§ **Written exercise**: Without the pictures, print each of the records below exactly as it appears.
-------- Supplied records
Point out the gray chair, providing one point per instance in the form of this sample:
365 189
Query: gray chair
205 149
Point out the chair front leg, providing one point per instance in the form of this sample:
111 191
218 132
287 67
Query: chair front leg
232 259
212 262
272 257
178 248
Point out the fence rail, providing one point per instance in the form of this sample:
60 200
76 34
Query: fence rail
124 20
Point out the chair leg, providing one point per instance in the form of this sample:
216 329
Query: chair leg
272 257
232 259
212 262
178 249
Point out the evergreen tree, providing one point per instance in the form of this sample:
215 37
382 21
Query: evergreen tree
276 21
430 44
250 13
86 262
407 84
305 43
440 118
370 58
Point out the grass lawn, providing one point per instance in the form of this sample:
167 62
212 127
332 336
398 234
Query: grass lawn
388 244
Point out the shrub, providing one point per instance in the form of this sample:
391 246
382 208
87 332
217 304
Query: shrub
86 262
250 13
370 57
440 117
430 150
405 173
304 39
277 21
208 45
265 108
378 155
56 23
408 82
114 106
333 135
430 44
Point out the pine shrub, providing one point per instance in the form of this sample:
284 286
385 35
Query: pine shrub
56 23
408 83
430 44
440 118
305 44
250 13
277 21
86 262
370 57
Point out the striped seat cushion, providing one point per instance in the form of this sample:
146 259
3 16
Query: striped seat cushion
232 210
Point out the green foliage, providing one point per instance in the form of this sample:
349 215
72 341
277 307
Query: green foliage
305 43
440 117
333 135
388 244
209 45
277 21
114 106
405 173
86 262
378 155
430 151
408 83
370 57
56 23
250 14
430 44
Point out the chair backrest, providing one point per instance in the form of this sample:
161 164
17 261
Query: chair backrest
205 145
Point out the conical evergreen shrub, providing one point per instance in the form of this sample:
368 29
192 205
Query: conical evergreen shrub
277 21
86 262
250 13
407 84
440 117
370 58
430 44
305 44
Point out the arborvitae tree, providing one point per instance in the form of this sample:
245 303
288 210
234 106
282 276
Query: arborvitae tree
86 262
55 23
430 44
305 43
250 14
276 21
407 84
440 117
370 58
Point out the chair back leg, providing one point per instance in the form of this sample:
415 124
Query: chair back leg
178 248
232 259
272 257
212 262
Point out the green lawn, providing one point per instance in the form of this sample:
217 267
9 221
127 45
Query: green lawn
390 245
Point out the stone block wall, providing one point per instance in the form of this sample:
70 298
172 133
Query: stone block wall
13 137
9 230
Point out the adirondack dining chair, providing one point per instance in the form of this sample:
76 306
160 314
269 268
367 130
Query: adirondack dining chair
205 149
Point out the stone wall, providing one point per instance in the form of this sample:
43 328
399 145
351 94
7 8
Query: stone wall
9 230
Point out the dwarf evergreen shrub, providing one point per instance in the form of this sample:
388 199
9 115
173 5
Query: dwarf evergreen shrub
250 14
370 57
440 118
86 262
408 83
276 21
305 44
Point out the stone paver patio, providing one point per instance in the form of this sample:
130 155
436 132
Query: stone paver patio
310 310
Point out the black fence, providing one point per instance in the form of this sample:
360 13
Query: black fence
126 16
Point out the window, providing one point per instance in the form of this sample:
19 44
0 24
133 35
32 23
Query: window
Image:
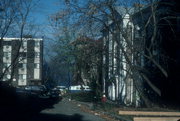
22 54
6 65
22 76
24 44
7 54
37 54
37 43
36 65
22 65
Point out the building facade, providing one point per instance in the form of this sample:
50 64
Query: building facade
21 61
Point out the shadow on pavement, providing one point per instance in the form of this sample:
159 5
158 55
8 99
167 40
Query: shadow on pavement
57 117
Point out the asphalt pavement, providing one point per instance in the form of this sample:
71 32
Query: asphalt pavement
65 111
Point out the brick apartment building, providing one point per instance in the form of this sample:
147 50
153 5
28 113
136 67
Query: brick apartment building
21 61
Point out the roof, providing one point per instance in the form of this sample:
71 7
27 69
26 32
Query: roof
9 39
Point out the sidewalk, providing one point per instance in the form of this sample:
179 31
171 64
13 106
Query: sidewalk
97 109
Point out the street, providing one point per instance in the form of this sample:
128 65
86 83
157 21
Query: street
65 111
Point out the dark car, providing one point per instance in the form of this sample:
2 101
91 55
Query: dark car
55 93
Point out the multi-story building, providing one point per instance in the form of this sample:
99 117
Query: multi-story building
21 61
117 58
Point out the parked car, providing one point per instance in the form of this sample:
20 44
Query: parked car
63 89
36 89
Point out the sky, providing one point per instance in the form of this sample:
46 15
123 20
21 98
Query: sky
40 16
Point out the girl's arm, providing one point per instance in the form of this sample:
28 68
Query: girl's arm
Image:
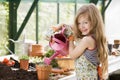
75 52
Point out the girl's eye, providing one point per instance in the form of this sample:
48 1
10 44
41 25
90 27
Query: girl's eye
85 22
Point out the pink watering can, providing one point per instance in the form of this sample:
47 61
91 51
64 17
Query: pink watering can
59 43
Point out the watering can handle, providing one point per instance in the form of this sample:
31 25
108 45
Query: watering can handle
63 29
8 48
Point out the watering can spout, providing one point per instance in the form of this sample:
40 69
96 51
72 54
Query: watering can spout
20 47
48 60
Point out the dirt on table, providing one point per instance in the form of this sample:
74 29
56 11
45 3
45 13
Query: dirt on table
6 73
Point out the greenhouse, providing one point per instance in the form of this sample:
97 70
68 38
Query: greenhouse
44 32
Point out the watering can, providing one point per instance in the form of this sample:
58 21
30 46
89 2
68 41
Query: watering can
21 48
59 43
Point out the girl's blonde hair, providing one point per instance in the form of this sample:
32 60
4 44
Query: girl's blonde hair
97 28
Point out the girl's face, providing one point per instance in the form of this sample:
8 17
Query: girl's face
84 24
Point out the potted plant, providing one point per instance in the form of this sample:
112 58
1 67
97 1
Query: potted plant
43 70
24 62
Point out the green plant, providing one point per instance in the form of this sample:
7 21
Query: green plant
25 57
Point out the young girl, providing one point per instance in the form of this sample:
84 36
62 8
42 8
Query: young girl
90 47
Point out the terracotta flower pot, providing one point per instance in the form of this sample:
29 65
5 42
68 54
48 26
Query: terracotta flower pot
43 71
24 64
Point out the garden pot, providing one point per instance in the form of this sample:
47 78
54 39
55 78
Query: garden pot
24 64
43 71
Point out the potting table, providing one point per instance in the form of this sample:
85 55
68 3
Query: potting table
113 61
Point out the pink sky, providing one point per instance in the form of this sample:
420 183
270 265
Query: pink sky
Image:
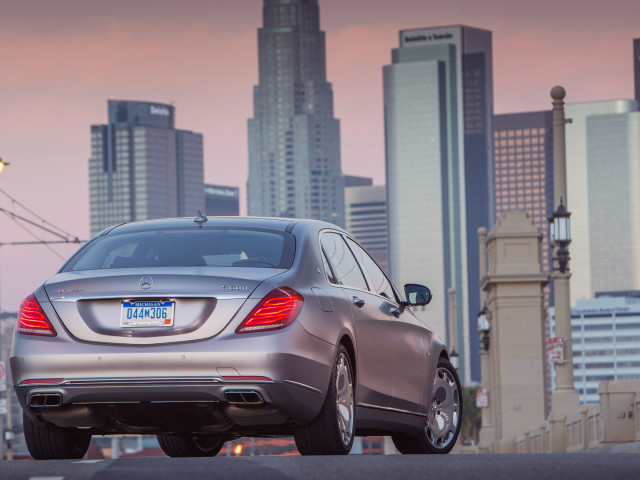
62 60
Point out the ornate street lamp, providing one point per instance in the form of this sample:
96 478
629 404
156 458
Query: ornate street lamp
455 359
484 327
560 232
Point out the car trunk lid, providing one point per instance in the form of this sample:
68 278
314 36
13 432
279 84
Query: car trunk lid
202 301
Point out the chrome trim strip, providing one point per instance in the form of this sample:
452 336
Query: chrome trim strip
389 409
142 381
303 385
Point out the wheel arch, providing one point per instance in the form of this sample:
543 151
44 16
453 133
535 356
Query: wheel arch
351 350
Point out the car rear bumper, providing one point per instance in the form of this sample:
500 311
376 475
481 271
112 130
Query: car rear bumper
103 405
258 379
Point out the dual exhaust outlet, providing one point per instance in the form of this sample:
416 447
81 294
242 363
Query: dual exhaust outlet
243 397
40 400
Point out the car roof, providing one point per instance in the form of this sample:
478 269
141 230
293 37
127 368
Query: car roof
281 224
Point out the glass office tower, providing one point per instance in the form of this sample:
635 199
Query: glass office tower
294 141
141 167
603 148
438 100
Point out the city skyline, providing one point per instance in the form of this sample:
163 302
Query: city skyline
294 138
65 62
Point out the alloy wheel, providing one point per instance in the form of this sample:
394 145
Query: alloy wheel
344 399
444 412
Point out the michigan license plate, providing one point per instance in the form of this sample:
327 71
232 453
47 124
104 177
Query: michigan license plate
148 313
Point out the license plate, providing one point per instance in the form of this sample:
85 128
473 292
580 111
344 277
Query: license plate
----------------
§ **Output**:
Point out the gray chair, providing one point per instance in the form of this sample:
365 189
Query: gray chair
205 149
Point out the chair front leg, providing one point per instance in the form of this sample:
111 191
218 132
287 67
Query: chair front leg
232 259
212 262
272 257
178 248
Point out the fence rail, providing one point per instance in the form of this sample:
60 200
76 34
Query: fence rail
124 20
Point out the chair leg, providing one point per instance in the form of this sample:
216 329
Query: chair leg
272 257
232 259
212 262
178 249
Point out the evergreen tree, providing one point per instance in the form of this sample:
215 37
382 21
Query: evergreen tree
276 21
430 44
250 13
86 262
407 84
305 43
440 118
370 58
Point out the grass lawn, providing one point per instance in the form of this sample:
167 62
212 127
332 336
398 234
Query: grass lawn
388 244
Point out the shrub, providing one point per instance in the form of this sample:
391 246
382 208
87 332
217 304
Query: shrub
86 262
250 13
370 57
440 117
430 150
405 173
304 39
277 21
208 45
265 108
378 155
56 23
408 82
114 106
333 135
430 44
Point out the pine shrub, providing one point per instance in the form of this sample:
284 286
385 35
Query: pine shrub
56 23
408 83
430 44
440 118
305 44
250 13
277 21
86 262
370 57
Point out the striped seat cushion, providing one point per instance in the form of this sample:
146 259
3 16
Query: striped seat cushion
232 210
Point out the green foliage, providing one point per instance in the form of this sample:
349 215
72 341
277 307
Query: green foliage
305 43
440 117
333 135
388 244
209 45
277 21
114 106
405 173
86 262
378 155
430 151
408 83
370 57
56 23
250 14
430 44
Point out the chair backrest, providing one point per instance in the form of this sample:
161 164
17 261
Query: chair backrest
205 145
Point out the conical evergreen shrub, providing one point per instance in the form of this sample:
368 29
192 205
Query: conical evergreen shrub
277 21
86 262
250 13
407 84
440 117
370 58
430 44
305 44
Point out the arborvitae tree, providing one point per instance in the form of this sample:
245 303
288 210
234 106
282 276
Query: arborvitae tree
86 262
55 23
430 44
305 43
250 14
276 21
407 84
440 117
370 58
Point out the chair back leg, providing one point per instance in the form of this sample:
415 124
Query: chair back leg
178 248
232 259
272 257
212 262
Point out the green lawn, providing one point per instance in the form of this sample:
217 267
9 221
127 45
Query: green lawn
390 245
Point out the stone block wall, providing one point per instance in the form of this sample:
70 298
172 133
Query: stone block wall
13 137
9 230
Point out the adirondack dining chair, providing one point per instance in the form of this sample:
76 306
160 314
269 268
367 130
Query: adirondack dining chair
205 149
Point out the stone wall, providing one point per instance in the form of this sample:
43 328
399 145
351 94
7 8
Query: stone wall
9 230
Point out the dwarf evergreen shrub, providing one point per instance in the form of this sample:
388 199
9 115
173 5
Query: dwarf evergreen shrub
250 14
370 57
440 118
86 262
408 83
276 21
305 44
Point out the stone paver patio, providing one point per instance in the form of this sample:
130 155
436 132
Query: stone paver patio
310 310
Point out the black fence, providing one point per instance in the form of this sample:
360 13
Query: black fence
126 16
Point out the window, providing one point per instance in the form of this sample:
19 44
0 24
133 35
32 23
Query: window
Image:
22 54
6 65
22 76
24 44
7 54
37 54
37 43
36 65
22 65
Point out the building facade, providing one point per instance in the form of this sample:
50 64
Query: building facade
21 61
Point out the shadow on pavement, providing one point per instance in the form of this sample:
159 5
158 55
8 99
167 40
Query: shadow on pavement
57 117
Point out the asphalt pavement, providing one point per instance in the form of this sample:
71 32
Query: asphalt pavement
65 111
Point out the brick apartment building, providing one point per instance in the form of this sample:
147 50
153 5
28 113
136 67
Query: brick apartment building
21 61
Point out the roof, providing one point per instance in the form of this sample:
71 7
27 69
26 32
Query: roof
9 39
Point out the sidewalk, providing one point per instance in the form of this sample:
179 31
171 64
13 106
Query: sidewalk
97 109
Point out the street, providing one point per instance in the form of this sample:
128 65
86 83
157 21
Query: street
65 111
Point out the dark car, providing one point per instance in the form of this sample:
2 101
91 55
Query: dark car
55 93
Point out the multi-story building, providing one point per instance in the form of this sample:
99 117
Query: multi-story building
21 61
117 58
Point out the parked car, providing one point per instance in the form of this sample:
20 44
Query: parked car
63 89
36 89
Point out the sky, providing one point per instance in the form of this sample:
46 15
123 20
21 98
Query: sky
40 16
Point out the girl's arm, providing one point per instance in the form of this sample:
28 68
Query: girl's arm
Image:
75 52
Point out the girl's eye, providing one point per instance in the form of this sample:
48 1
10 44
41 25
90 27
Query: girl's eye
85 22
Point out the pink watering can, providing one point per instance in the form of this sample:
47 61
91 51
64 17
Query: pink watering can
59 43
Point out the watering can handle, providing one point per instance in the form of this sample:
31 25
108 45
Query: watering can handle
63 29
8 48
Point out the watering can spout, providing one point per instance in the form of this sample:
40 69
96 51
72 54
Query: watering can spout
20 47
48 60
Point out the dirt on table, providing one point per instance in the form of this sample:
74 29
56 11
45 3
45 13
Query: dirt on table
6 73
Point out the greenhouse, providing one point per instance in the form of this sample:
97 70
68 38
Query: greenhouse
44 32
Point out the watering can, providing one point per instance in the form of this sample:
58 21
30 46
89 2
68 41
Query: watering can
21 48
59 43
Point out the girl's blonde hair, providing one point per instance in the form of this sample:
32 60
4 44
Query: girl's blonde hair
97 28
Point out the girl's face, providing one point per instance in the form of this sample:
8 17
Query: girl's face
84 24
Point out the potted plant, providing one point per instance in the form of this sample:
112 58
1 67
97 1
Query: potted plant
43 70
24 62
Point out the green plant, providing one point per instance in the form of this sample:
7 21
Query: green plant
25 57
Point out the young girl, providing one point per instance in the form of this sample:
84 36
62 8
42 8
Query: young girl
90 47
Point out the terracotta flower pot, providing one point per instance in the form of this sample:
29 65
5 42
68 54
48 26
Query: terracotta flower pot
43 71
24 64
Point out the garden pot, providing one point per instance in the form of this sample:
47 78
54 39
55 78
Query: garden pot
24 64
43 71
Point out the potting table, providing one point per instance in the form of this sample:
85 55
68 3
Query: potting table
113 61
Point out the pink sky, providing one point per instance in the form of this sample:
420 183
270 265
Query: pink sky
Image:
62 60
Point out the ornate street lamp, providing one point per instance in the form of this sample:
96 478
629 404
156 458
Query: ornate street lamp
455 359
484 327
560 232
Point out the car trunk lid, providing one point per instance in the form of this sample:
68 278
314 36
13 432
279 84
Query: car trunk lid
202 301
Point out the chrome trim strip, providing one point per instance in the form of this sample:
452 336
Query: chrome trim strip
389 409
142 381
303 385
Point out the wheel arch, providing one point per instance in the form of this sample:
543 151
44 16
453 133
535 356
Query: wheel arch
351 350
Point out the car rear bumper, providing one point per instance in the form of this sample:
500 311
376 475
481 271
112 130
Query: car rear bumper
103 405
258 379
Point out the dual exhaust outlet, providing one point per instance in the form of this sample:
416 447
81 294
242 363
Query: dual exhaust outlet
243 397
40 400
Point out the car roof, providing one point per instance in the form of this sample:
478 269
141 230
293 37
127 368
Query: car roof
281 224
Point out the glass office tower, providing one point per instance in the form of this sample:
635 199
Query: glass office tower
294 141
141 167
603 148
438 100
Point out the city skyline, providing one point per instance in the form of this sample:
163 302
Query: city skyline
294 138
65 62
Point out the alloy wheel, providing one point per instance in the form of this sample:
394 145
Query: alloy wheel
344 399
444 412
Point out the michigan license plate, providing one point per instance in the form of this sample:
327 71
232 453
47 124
104 177
Query: michigan license plate
148 313
Point out the license plate, providing one point per instance in the form of this sample:
85 128
473 292
580 111
344 277
Query: license plate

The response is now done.